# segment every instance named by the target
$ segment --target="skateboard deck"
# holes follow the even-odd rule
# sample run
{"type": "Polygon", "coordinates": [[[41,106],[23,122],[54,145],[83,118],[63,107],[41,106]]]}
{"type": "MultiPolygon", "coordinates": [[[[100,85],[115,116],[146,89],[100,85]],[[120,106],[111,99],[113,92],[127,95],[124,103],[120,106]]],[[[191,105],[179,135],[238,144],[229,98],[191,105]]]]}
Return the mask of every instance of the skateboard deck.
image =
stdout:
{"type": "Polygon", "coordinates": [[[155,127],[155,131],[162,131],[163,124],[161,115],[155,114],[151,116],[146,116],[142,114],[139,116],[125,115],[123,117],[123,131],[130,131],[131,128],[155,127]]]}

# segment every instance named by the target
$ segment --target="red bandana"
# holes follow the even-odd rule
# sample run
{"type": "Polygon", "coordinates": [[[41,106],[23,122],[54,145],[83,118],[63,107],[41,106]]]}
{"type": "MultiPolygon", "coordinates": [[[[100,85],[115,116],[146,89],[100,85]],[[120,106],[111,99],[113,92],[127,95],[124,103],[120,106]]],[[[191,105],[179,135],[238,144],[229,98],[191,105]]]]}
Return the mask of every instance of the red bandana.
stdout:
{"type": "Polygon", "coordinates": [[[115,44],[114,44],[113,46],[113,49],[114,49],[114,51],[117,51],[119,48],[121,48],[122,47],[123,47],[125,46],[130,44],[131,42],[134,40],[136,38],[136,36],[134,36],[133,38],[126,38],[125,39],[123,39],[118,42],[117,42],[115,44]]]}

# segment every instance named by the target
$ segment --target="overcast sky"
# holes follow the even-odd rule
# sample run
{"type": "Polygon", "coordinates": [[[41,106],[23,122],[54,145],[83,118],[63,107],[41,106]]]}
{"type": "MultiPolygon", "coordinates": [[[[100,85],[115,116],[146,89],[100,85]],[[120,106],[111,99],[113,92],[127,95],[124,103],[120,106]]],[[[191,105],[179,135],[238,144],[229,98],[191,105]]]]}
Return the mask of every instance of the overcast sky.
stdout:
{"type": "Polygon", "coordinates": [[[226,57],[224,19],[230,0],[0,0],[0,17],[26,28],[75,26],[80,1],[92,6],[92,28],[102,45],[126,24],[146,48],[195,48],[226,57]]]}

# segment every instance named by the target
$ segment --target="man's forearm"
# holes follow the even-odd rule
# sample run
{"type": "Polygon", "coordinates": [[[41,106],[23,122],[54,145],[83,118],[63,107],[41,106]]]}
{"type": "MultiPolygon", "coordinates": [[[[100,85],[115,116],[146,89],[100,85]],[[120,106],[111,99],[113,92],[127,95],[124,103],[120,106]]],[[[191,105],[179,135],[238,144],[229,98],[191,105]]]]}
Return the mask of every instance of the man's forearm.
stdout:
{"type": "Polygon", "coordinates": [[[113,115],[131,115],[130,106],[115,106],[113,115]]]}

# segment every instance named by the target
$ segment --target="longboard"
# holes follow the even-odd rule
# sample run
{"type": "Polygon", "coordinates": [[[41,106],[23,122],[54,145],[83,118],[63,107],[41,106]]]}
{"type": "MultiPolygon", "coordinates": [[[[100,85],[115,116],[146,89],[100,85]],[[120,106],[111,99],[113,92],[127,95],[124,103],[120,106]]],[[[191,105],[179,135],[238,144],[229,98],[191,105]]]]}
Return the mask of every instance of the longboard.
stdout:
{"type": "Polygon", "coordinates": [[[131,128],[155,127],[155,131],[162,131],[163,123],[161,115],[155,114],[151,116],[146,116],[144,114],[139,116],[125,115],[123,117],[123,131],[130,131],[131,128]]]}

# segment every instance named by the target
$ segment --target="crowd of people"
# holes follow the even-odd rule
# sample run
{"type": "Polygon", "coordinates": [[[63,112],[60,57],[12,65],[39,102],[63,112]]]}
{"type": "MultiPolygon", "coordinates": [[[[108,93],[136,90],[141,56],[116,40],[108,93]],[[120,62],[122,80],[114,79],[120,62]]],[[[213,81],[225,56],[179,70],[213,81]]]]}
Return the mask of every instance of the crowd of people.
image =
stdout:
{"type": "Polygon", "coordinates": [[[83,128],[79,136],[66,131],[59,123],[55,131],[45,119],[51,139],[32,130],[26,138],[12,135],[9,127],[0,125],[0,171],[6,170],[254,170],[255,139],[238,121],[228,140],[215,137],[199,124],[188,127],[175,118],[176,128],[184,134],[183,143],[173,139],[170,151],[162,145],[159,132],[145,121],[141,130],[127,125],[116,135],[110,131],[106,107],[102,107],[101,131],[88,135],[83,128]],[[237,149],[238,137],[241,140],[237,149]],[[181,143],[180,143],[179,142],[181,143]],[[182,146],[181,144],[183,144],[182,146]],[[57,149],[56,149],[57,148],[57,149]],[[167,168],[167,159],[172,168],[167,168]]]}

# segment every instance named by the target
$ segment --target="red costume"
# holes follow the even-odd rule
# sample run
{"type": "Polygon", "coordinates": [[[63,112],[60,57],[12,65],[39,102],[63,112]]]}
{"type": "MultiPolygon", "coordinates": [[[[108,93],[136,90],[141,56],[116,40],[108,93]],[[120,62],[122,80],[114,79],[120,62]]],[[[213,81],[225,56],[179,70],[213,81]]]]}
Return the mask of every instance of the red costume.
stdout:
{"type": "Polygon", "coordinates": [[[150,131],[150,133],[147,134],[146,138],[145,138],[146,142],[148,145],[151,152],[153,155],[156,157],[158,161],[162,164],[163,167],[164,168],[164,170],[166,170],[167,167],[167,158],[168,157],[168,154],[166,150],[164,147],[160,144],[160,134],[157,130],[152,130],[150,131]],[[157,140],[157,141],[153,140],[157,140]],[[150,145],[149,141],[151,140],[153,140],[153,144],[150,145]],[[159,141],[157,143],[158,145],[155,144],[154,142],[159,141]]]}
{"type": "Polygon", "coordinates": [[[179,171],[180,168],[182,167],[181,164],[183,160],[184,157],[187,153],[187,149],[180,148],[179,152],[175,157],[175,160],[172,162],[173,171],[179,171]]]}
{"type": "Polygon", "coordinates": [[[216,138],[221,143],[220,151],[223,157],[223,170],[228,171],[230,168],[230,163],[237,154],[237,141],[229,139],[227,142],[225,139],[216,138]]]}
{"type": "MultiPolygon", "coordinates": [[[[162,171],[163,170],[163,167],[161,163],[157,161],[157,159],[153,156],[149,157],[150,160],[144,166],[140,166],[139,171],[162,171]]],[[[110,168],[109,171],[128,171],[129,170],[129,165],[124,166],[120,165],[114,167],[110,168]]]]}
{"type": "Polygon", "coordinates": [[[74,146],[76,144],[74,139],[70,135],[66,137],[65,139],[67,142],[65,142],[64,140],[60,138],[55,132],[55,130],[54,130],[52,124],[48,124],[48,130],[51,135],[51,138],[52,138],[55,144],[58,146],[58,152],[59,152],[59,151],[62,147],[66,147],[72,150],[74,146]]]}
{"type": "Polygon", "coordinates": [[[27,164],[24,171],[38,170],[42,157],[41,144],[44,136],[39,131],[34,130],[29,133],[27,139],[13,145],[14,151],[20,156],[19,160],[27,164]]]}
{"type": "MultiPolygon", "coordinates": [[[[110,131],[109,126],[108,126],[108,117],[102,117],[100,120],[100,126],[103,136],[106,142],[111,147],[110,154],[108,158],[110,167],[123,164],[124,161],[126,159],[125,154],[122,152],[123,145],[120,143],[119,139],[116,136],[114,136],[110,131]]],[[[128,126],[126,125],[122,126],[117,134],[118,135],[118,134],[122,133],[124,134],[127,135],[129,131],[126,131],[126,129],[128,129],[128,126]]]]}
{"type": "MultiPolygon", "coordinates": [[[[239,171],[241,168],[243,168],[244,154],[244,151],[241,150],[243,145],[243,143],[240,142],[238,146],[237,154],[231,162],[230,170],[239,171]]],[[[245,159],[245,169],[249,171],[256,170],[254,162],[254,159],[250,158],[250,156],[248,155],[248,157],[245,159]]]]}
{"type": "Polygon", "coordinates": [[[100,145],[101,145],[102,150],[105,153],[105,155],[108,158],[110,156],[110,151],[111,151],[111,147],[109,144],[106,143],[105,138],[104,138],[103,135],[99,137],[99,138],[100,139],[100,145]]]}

******

### Request
Please state how many lines of the records contain the word "skateboard", and give only that number.

### Solution to this exercise
2